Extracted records
** Start **

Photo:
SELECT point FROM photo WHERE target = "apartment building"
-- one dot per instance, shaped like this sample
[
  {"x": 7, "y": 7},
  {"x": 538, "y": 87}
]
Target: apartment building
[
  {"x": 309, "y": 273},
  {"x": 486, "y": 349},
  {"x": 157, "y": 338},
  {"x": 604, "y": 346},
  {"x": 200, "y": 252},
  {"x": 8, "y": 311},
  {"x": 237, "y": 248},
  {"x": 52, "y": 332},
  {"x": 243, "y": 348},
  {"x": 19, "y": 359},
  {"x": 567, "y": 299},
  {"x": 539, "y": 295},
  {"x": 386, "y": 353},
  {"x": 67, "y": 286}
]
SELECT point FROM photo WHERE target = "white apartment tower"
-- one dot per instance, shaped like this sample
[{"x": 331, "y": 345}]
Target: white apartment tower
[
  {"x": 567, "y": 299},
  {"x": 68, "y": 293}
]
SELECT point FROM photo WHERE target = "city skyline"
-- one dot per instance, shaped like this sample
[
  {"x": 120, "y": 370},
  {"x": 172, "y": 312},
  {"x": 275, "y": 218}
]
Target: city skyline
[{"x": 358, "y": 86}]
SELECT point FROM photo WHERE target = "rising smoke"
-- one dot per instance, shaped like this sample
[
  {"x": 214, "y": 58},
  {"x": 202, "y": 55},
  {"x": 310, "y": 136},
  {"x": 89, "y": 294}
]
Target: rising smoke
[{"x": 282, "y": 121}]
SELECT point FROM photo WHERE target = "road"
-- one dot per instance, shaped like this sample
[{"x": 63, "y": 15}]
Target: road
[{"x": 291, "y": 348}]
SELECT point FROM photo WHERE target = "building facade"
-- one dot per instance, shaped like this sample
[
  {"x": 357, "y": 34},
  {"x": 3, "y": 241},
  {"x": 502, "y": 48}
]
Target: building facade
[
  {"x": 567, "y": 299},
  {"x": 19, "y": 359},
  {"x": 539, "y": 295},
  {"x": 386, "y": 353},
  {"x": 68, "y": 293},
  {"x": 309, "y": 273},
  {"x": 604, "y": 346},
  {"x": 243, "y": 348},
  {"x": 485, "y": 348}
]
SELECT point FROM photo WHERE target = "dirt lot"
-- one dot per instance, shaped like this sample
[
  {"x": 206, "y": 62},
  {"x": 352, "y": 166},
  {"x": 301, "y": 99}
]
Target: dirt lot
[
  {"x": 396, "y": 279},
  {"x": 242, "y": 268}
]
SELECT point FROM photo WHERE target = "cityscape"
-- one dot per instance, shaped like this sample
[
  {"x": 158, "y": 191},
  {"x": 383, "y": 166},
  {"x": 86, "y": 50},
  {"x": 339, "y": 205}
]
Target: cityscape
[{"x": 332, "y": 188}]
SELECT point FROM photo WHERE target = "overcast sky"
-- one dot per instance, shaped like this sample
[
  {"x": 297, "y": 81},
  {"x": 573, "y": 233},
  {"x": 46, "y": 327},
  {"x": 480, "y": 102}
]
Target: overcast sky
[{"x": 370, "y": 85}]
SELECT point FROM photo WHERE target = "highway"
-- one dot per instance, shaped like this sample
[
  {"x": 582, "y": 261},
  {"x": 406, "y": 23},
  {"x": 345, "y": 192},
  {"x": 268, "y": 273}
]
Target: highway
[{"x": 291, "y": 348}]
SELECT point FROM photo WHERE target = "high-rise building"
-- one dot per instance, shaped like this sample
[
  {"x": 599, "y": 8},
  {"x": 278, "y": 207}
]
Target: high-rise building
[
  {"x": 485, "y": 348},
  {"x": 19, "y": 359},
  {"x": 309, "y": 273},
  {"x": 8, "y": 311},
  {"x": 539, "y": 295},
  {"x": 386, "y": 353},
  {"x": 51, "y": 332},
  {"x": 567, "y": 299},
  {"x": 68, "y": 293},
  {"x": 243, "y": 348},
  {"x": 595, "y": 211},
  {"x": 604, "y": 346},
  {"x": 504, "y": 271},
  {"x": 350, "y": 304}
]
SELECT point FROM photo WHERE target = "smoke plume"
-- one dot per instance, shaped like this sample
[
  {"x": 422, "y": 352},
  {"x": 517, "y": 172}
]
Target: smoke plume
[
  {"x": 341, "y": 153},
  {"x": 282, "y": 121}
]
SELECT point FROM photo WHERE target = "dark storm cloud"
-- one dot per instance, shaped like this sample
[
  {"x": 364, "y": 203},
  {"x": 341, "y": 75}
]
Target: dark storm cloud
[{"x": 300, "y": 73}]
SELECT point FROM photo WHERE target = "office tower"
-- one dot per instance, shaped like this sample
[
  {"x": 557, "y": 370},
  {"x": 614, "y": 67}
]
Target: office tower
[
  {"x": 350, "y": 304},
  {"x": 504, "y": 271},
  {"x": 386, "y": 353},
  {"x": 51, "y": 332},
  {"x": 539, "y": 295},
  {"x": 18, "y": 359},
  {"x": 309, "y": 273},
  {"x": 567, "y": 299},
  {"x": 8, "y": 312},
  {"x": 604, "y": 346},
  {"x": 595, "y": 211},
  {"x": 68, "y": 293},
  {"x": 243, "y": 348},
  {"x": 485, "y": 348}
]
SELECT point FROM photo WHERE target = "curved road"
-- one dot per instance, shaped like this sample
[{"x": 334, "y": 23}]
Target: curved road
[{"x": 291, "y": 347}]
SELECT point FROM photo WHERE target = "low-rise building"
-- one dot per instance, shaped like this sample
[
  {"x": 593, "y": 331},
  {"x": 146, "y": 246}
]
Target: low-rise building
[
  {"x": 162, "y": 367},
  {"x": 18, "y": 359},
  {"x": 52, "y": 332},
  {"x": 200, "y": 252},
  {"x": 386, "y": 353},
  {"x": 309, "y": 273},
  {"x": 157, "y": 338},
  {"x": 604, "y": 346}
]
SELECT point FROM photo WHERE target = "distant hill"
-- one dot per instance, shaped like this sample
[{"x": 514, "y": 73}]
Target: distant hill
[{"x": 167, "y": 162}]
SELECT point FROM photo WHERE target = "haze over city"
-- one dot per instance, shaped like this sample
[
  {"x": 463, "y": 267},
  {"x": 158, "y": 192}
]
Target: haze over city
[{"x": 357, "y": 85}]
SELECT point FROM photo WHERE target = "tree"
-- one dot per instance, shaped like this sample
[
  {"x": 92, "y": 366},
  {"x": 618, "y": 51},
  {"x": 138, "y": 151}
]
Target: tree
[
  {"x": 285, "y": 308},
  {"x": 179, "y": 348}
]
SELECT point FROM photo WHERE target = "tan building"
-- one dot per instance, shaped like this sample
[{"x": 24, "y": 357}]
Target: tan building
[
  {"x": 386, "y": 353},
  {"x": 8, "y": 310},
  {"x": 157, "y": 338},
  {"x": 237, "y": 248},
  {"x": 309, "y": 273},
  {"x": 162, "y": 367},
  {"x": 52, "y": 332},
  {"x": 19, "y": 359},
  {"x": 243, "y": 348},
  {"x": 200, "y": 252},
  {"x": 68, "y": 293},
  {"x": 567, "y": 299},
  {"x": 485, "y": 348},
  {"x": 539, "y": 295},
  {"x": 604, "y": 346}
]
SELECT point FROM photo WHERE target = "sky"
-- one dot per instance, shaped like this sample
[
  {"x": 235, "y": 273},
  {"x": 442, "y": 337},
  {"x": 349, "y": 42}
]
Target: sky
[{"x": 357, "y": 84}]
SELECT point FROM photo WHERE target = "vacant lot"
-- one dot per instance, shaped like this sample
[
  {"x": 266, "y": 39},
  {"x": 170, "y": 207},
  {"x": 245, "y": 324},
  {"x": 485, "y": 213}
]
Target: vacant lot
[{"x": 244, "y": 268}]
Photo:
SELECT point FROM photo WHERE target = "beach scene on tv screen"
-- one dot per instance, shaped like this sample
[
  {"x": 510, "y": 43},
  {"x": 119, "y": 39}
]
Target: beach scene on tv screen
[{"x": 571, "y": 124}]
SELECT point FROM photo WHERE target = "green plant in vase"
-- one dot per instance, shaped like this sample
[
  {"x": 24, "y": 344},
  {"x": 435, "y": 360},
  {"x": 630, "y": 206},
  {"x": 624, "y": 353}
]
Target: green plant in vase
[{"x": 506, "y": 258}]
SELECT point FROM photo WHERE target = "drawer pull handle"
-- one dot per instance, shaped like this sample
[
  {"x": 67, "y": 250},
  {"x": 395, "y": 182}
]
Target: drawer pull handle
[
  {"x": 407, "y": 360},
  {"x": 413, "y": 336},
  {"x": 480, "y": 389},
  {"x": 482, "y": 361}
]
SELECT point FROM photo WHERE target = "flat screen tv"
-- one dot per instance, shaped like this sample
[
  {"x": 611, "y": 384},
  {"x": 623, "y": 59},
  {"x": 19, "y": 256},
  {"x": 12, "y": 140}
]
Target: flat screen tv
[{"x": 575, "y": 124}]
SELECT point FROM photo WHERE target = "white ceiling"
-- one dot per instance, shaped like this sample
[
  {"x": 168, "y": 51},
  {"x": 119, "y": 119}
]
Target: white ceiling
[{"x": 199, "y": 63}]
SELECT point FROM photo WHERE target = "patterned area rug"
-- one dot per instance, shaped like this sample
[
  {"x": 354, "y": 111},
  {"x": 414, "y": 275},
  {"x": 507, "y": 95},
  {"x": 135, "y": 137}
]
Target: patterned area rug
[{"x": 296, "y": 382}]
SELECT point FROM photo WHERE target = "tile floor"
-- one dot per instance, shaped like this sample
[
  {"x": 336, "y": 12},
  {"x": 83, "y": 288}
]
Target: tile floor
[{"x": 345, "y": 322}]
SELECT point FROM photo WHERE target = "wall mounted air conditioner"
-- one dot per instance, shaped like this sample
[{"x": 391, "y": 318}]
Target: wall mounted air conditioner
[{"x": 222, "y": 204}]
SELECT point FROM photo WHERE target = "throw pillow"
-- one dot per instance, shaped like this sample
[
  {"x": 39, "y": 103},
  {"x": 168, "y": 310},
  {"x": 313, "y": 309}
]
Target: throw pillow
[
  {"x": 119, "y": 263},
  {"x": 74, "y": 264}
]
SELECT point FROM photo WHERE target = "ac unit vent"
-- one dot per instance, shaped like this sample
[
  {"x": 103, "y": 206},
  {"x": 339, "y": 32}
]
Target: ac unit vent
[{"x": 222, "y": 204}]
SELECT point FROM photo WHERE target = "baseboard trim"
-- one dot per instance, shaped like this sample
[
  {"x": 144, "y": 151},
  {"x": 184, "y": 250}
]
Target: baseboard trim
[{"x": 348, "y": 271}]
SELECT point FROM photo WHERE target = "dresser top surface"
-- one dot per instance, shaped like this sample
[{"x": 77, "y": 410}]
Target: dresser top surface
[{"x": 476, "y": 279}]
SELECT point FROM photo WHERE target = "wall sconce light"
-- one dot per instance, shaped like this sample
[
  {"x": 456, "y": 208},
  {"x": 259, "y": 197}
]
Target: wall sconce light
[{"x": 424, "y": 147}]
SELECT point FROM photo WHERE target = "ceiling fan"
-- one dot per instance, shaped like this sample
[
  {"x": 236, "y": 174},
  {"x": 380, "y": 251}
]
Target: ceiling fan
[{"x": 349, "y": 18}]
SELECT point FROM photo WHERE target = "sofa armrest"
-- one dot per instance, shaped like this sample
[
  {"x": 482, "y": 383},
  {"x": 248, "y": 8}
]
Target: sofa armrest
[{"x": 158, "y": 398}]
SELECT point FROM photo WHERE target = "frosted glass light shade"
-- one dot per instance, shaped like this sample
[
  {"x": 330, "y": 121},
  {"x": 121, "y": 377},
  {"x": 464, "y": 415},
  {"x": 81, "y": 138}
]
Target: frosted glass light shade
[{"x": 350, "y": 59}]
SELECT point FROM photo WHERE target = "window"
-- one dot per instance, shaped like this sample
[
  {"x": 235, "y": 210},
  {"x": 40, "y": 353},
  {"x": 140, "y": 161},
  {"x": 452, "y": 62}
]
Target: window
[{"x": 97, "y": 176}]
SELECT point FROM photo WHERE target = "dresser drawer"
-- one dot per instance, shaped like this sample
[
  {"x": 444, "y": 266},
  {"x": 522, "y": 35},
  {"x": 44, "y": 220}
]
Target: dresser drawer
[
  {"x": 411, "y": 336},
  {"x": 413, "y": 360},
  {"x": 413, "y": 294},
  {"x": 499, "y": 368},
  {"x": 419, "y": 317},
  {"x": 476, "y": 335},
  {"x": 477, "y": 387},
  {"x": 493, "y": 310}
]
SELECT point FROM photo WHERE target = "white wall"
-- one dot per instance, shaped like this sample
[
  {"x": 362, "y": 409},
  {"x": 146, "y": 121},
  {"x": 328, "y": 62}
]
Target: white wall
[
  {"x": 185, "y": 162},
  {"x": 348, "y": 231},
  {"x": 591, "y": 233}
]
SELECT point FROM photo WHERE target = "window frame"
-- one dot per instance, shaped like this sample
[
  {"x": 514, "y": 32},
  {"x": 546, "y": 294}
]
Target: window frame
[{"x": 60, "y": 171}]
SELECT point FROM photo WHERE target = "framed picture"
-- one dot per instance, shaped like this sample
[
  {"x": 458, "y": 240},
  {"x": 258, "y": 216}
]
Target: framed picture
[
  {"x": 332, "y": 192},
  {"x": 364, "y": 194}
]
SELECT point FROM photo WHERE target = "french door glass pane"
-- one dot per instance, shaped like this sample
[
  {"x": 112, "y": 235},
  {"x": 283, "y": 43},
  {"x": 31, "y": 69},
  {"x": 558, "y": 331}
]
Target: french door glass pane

** End **

INSTRUCTIONS TO FOLLOW.
How many lines of the items contain the word "plume"? Give only the number.

OUTPUT BELOW.
2